** Excerpt provided **
###
I'm very sorry to here this about Mojo...my thoughts and prayers are with you. Don't worry...Mojo's watching over you...always.


----------



## mojosmum (May 20, 2005)

Thank you everyone for your condolences. They mean a lot to Hal and I. 

Mojo will forever live in my heart and soul, never to be forgotten. He was a treasure and gift beyond life.

Rest in Peace my sweetest angel. You will always be a part on me.


----------



## Penny'smom (Mar 3, 2007)

Oh gosh, there's nothing I can say except I'm so sorry Mojo is gone. 

Tears and prayers for you and Hal.


----------



## arcane (Sep 18, 2007)

Donna & Hal
I am so very sorry for your loss of Mojo
may your grief soon be replaced with wonderful memories and thoughts of him shall bring smiles instead of tears

cyber hugs((( )))
Heather


----------



## gold4me (Mar 12, 2006)

I am so sorry. It is never easy. You did the right thing for him and that is so very hard to do because we never want to let go.


----------



## Angel_Kody (Feb 27, 2007)

I am so very sorry.
###
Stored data
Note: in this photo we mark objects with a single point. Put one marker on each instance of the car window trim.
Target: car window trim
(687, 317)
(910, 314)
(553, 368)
###
** Required tasks **
a - In the forum thread about Mojo, which two names open the post by arcane?
b - Carry on the forum thread about Mojo from the point where it stops.
None of these lines are needed.

** Answers by item **
a - Donna & Hal

b -
God speed sweet angel Mojo............


----------



## sharlin (Feb 26, 2007)

My heart breaks for you and your family--I'm so sorry. Please know Mojo has no pain and will wait for you to join him at the Bridge. NorCal Pack will say a special prayer for you and Mojo tonight and keep you in our thoughts.


----------



## lgnutah (Feb 26, 2007)

I can't imagine your sadness, as I have never had to experience it. Just know we care.


----------



## kerribear's golden kids (May 17, 2007)

Big Hugs from me & the Az Golden Crew! God Speed Mojo...


----------



## mojosmum (May 20, 2005)

Thank you everyone. Today was a little easier until I went to the clinic to pick out an urn for Mojo. 

And today is New Year's Eve. We're going to light a candle for my handsome boy so he can be with us - in spirit.


----------



## threegoldengirls (Mar 1, 2006)

I am so sorry to hear about you loss. Mojo and all the other precious babies are in my thoughts and prayers.


----------



## Hudson (May 18, 2005)

So very sorry for your loss of Mojo,prayers and thoughts coming your way.


----------



## AtticusJordie (Aug 15, 2006)

What a crappy time to lose your furrkid.....

I guess there is NEVER a good time..............

Many prayers from our family in SW PA to you and yours. May Mojo find peace at the Bridge....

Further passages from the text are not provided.